PROMPT
All entries are to be given again verbatim.

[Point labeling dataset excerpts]
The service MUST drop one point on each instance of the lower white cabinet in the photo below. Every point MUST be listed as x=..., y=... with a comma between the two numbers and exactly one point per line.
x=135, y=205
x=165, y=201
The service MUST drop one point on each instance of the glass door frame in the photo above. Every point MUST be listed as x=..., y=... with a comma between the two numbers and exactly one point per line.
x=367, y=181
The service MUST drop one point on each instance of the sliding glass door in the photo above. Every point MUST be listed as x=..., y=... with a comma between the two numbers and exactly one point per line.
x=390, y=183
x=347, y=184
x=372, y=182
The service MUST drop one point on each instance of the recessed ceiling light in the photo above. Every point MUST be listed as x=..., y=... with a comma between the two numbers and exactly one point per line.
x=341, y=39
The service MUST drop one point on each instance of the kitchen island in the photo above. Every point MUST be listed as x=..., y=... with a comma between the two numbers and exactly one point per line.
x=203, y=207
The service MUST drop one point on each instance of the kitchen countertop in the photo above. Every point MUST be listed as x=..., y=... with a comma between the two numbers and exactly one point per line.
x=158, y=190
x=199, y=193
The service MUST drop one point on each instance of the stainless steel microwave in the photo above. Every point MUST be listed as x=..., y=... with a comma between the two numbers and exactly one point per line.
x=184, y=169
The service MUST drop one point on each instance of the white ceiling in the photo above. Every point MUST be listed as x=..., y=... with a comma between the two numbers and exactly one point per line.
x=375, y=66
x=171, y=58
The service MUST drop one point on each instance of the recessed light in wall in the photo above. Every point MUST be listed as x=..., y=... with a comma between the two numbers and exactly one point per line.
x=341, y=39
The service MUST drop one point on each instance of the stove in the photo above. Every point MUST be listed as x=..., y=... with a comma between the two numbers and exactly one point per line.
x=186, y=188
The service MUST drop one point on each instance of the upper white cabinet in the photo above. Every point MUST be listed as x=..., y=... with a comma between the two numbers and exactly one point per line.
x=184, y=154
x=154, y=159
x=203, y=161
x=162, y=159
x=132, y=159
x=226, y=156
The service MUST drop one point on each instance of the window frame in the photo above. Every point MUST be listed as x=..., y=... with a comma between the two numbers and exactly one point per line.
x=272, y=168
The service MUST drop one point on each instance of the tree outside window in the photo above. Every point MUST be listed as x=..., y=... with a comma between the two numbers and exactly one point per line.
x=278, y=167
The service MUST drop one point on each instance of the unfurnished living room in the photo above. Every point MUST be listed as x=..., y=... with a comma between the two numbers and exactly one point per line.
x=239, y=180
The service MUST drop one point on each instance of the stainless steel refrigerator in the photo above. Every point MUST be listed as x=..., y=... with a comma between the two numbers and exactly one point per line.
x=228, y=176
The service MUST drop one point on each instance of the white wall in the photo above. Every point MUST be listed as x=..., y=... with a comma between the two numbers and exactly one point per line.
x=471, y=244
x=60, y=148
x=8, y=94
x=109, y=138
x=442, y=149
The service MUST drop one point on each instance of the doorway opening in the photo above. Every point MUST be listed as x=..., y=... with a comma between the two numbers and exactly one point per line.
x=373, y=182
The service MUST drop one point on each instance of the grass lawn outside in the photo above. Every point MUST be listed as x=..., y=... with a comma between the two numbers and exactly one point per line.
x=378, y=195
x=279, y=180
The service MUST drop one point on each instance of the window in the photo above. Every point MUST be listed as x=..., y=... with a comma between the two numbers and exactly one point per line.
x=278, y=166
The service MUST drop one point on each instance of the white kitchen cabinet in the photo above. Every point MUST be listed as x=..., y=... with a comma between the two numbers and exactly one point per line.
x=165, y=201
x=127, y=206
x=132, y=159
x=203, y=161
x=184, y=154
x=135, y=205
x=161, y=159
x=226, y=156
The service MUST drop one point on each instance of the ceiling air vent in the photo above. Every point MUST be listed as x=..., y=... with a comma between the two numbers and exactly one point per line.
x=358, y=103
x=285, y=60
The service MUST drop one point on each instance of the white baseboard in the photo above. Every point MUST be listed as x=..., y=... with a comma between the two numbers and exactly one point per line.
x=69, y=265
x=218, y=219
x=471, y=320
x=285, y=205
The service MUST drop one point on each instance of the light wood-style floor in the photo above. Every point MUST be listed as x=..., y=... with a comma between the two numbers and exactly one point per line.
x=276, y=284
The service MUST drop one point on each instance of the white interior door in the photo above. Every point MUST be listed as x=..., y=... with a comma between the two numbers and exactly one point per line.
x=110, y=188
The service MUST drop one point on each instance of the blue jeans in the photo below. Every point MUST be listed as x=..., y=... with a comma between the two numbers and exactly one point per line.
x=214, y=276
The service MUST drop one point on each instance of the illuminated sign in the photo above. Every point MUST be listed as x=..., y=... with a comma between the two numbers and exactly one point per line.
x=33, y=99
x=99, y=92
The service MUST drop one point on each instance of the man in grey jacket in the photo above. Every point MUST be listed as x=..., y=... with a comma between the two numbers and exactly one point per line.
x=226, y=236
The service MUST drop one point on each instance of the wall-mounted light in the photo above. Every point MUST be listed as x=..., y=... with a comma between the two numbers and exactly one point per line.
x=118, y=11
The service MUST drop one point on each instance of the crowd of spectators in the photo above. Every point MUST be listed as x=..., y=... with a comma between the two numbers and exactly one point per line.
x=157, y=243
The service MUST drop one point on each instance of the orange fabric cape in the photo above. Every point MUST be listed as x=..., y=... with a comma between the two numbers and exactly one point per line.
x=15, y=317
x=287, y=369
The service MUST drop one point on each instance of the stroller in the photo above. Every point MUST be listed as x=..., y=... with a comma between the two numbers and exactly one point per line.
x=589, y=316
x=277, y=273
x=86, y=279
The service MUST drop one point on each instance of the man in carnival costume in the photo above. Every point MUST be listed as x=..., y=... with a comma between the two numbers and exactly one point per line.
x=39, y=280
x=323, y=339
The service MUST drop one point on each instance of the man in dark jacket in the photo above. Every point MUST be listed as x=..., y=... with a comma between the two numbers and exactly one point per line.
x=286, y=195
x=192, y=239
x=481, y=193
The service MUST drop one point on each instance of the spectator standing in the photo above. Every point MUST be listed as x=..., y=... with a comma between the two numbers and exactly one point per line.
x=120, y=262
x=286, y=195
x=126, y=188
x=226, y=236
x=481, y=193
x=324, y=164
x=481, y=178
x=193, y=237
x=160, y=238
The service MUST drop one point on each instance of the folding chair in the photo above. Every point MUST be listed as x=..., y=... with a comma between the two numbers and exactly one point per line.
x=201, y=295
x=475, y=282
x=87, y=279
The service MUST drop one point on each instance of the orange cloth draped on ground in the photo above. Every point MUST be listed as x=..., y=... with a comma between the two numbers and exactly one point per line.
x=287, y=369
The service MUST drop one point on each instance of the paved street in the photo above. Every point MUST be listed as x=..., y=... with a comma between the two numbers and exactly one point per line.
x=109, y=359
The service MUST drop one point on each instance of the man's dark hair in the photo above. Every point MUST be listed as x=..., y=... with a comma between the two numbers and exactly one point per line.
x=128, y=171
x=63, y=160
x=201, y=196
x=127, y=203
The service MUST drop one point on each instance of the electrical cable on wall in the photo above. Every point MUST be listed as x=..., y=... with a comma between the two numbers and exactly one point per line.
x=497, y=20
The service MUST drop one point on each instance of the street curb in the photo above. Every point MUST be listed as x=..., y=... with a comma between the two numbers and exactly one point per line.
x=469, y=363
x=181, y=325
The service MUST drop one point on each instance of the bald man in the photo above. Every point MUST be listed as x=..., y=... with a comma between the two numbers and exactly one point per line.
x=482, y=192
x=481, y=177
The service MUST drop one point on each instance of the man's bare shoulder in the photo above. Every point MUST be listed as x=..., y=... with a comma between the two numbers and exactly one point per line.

OUTPUT FOR THIS TASK
The service MUST drop one point on each instance of the lower white cabinet in the photo below. Every point MUST be listed as x=..., y=... with a comma between the two numbers and exactly one point per line.
x=135, y=205
x=165, y=201
The service MUST drop one point on each instance of the glass door frame in the photo above. Every point MUST be listed as x=..., y=... with a comma between the two numbers and exactly one point per line.
x=367, y=181
The service MUST drop one point on each instance of the sliding glass door in the photo above. Every point MUST be listed as x=..., y=... with a comma between the two numbers and exactly one point per line.
x=390, y=183
x=347, y=184
x=372, y=182
The service MUST drop one point on each instance of the recessed ceiling light in the photo above. Every point MUST be listed as x=..., y=... with a comma between the two numbers and exactly one point per line.
x=341, y=39
The service MUST drop one point on each instance of the kitchen island in the photo above. Every point MUST be listed as x=..., y=... with a comma between the two numbers and exactly one point per line.
x=203, y=207
The service MUST drop one point on each instance of the kitchen countertop in the photo above. Every point MUST be listed as x=..., y=... with a comma between the two numbers and exactly one point per line.
x=158, y=190
x=199, y=193
The service MUST drop one point on each instance of the stainless steel microwave in the photo above. Every point MUST be listed as x=..., y=... with a comma between the two numbers and exactly one point per line.
x=184, y=169
The service MUST drop one point on each instance of the white ceiling in the photo above. Every point MUST be listed as x=..., y=... with a comma between the two numbers and exactly one point per line.
x=375, y=66
x=171, y=58
The service MUST drop one point on each instance of the recessed light in wall in the photo above. Every point MUST be listed as x=..., y=... with a comma between the two numbers and exactly one point per line.
x=341, y=39
The service MUST drop one point on each instance of the stove in the photo above. Every point MUST be listed as x=..., y=... with a comma between the two numbers and exactly one point per line.
x=186, y=188
The service MUST drop one point on each instance of the upper white cabinet in the photo above. Every point MUST be listed as x=..., y=... with a comma between the two numbers and exactly one point per line.
x=184, y=154
x=154, y=159
x=203, y=161
x=162, y=159
x=132, y=159
x=226, y=156
The service MUST drop one point on each instance of the window frame in the photo above. Every point MUST be listed as x=..., y=... with a comma between the two numbers and exactly one point per line.
x=272, y=168
The service MUST drop one point on each instance of the tree outside window in the photo above. Every point MUST be listed as x=..., y=... with a comma between the two numbers and exactly one point per line.
x=278, y=167
The service MUST drop one point on each instance of the unfurnished living room in the photo above. Every point MUST be listed as x=..., y=... with a comma between the two numbers and exactly one point per line.
x=239, y=180
The service MUST drop one point on each instance of the stainless steel refrigerator in the photo above. Every point MUST be listed as x=..., y=... with a comma between the two numbers and exactly one point per line.
x=228, y=176
The service MUST drop one point on each instance of the white wall in the photo above. Every point MUST be listed as x=..., y=... with a comma between the two numbers and exactly one point per line.
x=471, y=244
x=60, y=148
x=8, y=94
x=109, y=138
x=442, y=149
The service MUST drop one point on each instance of the doorway opening in the photo above. Every point MUST be listed as x=..., y=... with a comma between the two numbers and exactly one point per line.
x=373, y=182
The service MUST drop one point on each instance of the grass lawn outside in the photo above. Every point MUST be listed as x=..., y=... with a comma between the two numbers and exactly one point per line.
x=378, y=195
x=279, y=180
The service MUST drop one point on each instance of the window in the photo above. Every point MUST be listed as x=..., y=... with a comma between the two numbers and exactly one point per line.
x=278, y=166
The service MUST drop one point on each instance of the white kitchen cabinet in the photo above. Every point MUST be listed as x=..., y=... with a comma between the two numbers and exactly one point per line.
x=165, y=201
x=127, y=206
x=132, y=159
x=203, y=161
x=184, y=154
x=135, y=205
x=161, y=159
x=226, y=156
The service MUST drop one point on each instance of the ceiling air vent in the photo above. Every point MUST be listed as x=..., y=... with a comma between the two numbers and exactly one point per line.
x=358, y=103
x=285, y=60
The service MUST drop one point on each instance of the white baseboard in the photo above. Every point MUST be listed as x=..., y=... with a comma between the two numbers and exactly one point per line.
x=69, y=265
x=218, y=219
x=471, y=320
x=285, y=205
The service MUST drop one point on each instance of the light wood-style floor in the photo above. Every point MUST be listed as x=..., y=... with a comma between the two numbers and exactly one point per line.
x=276, y=284
The service MUST drop one point on each instance of the white interior door in the photo above. Every point MUST be listed as x=..., y=... with a comma between the two numbers and exactly one point per line.
x=110, y=188
The service MUST drop one point on each instance of the blue jeans in the photo below. Every point MUST be listed as x=..., y=... with a comma between the two numbers and exactly one point per line.
x=214, y=276
The service MUST drop one point on each instance of the illuminated sign in the photo above. Every point MUST be listed as x=..., y=... with a comma between the two numbers and exactly one point per line.
x=33, y=99
x=99, y=92
The service MUST drop one point on each instance of the man in grey jacket in the photo above. Every point MUST be listed as x=..., y=... with a comma between the two numbers and exactly one point per line.
x=226, y=236
The service MUST drop one point on each instance of the wall-mounted light in the photo above. Every point MUST be listed as x=..., y=... with a comma between the two numbers and exactly one point per line.
x=118, y=11
The service MUST drop one point on each instance of the crowd of spectators in the photo above. Every point MUST be listed as x=..., y=... with a comma between the two numbers and exactly one point per line.
x=157, y=243
The service MUST drop one point on each instance of the orange fabric cape in the photo above. Every point MUST be listed as x=..., y=... with a comma between the two numbers and exactly one point per line.
x=15, y=317
x=287, y=369
The service MUST drop one point on each instance of the stroller in the photo above. Every point MUST be listed as x=..., y=... with a comma between the two numbers and exactly one point per line.
x=589, y=316
x=277, y=273
x=86, y=279
The service MUST drop one point on each instance of the man in carnival costume in the photo above. Every point MUST be listed as x=..., y=... with a comma between the two numbers and exactly one point per line.
x=39, y=280
x=323, y=339
The service MUST drop one point on each instance of the man in dark jacket in the photo above. Every point MUST be listed as x=..., y=... with a comma between the two numbers and exactly one point per line.
x=286, y=195
x=192, y=239
x=481, y=193
The service MUST drop one point on each instance of the spectator standing in the photo above. Every point MUST be listed as x=..., y=... with a comma between the two numbers and exactly one point per line.
x=120, y=262
x=286, y=195
x=126, y=188
x=226, y=236
x=481, y=193
x=324, y=164
x=481, y=178
x=193, y=237
x=160, y=238
The service MUST drop one point on each instance of the folding chair in the photo above. Every point MUST be listed as x=..., y=... with a comma between the two numbers and exactly one point per line.
x=201, y=295
x=475, y=282
x=87, y=279
The service MUST drop one point on each instance of the orange cloth draped on ground in the photo above. Every point MUST be listed as x=..., y=... with a comma between the two numbers and exactly one point per line.
x=287, y=369
The service MUST drop one point on each instance of the paved street in the photo above. Every point MUST be listed as x=..., y=... with a comma between the two numbers and exactly one point per line.
x=109, y=359
The service MUST drop one point on each instance of the man's dark hair in the photo above. Every point MUST be listed as x=..., y=... with a comma between the two numbers and exactly one point per line.
x=128, y=171
x=63, y=160
x=201, y=196
x=127, y=203
The service MUST drop one point on each instance of the electrical cable on wall in the photo above. Every point MUST be listed as x=..., y=... with a comma between the two numbers and exactly one point per line.
x=497, y=20
The service MUST drop one point on each instance of the street curb in the photo above. Every point MUST be listed as x=..., y=... with a comma between the two numbers and exactly one point per line.
x=469, y=363
x=181, y=325
The service MUST drop one point on each instance of the bald man in the photo above. Every point MUST be listed as x=..., y=... with a comma between the two numbers and exactly one point per line.
x=482, y=192
x=481, y=177
The service MUST drop one point on each instance of the man's bare shoulder in the photo above. Every point MUST be listed as x=..., y=... with a comma between the two numbers and exactly one point per line.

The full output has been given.